- _The input_
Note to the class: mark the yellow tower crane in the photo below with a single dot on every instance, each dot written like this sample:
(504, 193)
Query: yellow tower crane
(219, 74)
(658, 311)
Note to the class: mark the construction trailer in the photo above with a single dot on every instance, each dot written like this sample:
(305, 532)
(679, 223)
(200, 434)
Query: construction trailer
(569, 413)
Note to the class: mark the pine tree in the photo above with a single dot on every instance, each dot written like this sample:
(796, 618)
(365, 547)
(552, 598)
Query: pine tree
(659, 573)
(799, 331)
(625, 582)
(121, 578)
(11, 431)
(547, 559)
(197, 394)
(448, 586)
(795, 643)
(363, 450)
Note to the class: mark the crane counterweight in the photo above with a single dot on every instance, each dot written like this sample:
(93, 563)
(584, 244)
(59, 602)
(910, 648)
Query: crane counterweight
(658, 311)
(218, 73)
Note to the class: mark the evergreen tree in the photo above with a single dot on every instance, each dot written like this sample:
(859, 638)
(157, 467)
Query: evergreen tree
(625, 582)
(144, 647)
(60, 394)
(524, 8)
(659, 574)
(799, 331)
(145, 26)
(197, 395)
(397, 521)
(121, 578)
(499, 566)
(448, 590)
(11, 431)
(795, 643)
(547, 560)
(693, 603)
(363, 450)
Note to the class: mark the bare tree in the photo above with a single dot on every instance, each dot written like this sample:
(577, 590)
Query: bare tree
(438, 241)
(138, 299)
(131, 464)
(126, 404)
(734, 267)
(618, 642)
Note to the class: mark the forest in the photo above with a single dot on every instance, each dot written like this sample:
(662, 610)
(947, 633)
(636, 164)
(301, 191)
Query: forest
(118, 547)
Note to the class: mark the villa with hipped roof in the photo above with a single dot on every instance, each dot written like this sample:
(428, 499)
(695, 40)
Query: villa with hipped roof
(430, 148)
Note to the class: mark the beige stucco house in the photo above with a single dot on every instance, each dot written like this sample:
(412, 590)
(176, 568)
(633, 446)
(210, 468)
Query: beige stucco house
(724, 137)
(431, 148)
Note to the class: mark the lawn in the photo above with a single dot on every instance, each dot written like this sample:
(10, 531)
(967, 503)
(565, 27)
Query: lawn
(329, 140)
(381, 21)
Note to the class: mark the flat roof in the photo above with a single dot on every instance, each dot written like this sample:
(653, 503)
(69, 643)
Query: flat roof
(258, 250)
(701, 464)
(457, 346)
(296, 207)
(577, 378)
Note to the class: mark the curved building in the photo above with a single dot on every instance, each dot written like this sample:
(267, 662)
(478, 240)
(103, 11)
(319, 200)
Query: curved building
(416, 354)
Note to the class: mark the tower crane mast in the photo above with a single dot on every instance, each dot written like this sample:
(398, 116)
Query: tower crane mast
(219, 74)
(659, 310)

- _Problem details_
Write out exactly the final stretch of the records: the line containing "Note to the class: mark the bare" and every line after it, through the last, and nothing else.

- _Output below_
Note to the class: mark the bare tree in the photo above with a single dot on every instance, each dot written like this sample:
(577, 590)
Query: bare tree
(438, 241)
(138, 299)
(131, 464)
(126, 404)
(734, 267)
(618, 642)
Note to the class: mark the forest in the photo above with a single dot on every instance, each dot written like this sample:
(662, 610)
(947, 633)
(636, 164)
(301, 191)
Query: forest
(118, 547)
Note to the class: mark the villa with hipped roof in the photo above with a single dot on every instance, each dot written like this sample:
(428, 499)
(695, 40)
Query: villa with hipped roof
(430, 148)
Note to the class: mark the beige stucco house in the photo above with a single dot on every instance, each dot written like this sample:
(412, 590)
(176, 568)
(633, 446)
(210, 468)
Query: beige stucco house
(724, 137)
(431, 148)
Note to the class: mark the lawn in the photo above with a single dot on every instance, each dot written like this sample:
(10, 531)
(967, 503)
(565, 27)
Query: lawn
(329, 140)
(381, 21)
Note to the class: mark the flat roof in the photo above with a single dot on every instance, each dot written like this sample:
(653, 503)
(69, 643)
Query: flat roof
(258, 250)
(701, 464)
(457, 346)
(296, 207)
(577, 378)
Note to the class: mark the curved building in the photo above with a single dot on every instance, each dot written like this sample:
(267, 662)
(478, 240)
(103, 11)
(319, 200)
Query: curved building
(416, 354)
Note to the class: mark the tower crane mast in the photo above with a single dot on every instance, each dot written like this sample:
(398, 116)
Query: tower crane mast
(219, 74)
(659, 310)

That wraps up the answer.